▸ EXERCISE PROMPT: Count the lines of the material below that contain the word "light", and reply with that number alone.
•••••
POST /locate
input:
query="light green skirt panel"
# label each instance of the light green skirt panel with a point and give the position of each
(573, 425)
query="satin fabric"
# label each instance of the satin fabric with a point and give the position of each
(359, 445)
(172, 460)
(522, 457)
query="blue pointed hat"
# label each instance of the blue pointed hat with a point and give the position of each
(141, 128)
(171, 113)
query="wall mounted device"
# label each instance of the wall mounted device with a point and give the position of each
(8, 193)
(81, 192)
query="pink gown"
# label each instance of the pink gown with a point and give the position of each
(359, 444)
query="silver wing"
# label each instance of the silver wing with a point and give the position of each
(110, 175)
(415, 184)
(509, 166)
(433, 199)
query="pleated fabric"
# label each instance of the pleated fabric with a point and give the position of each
•••••
▸ WRITTEN RESPONSE: 2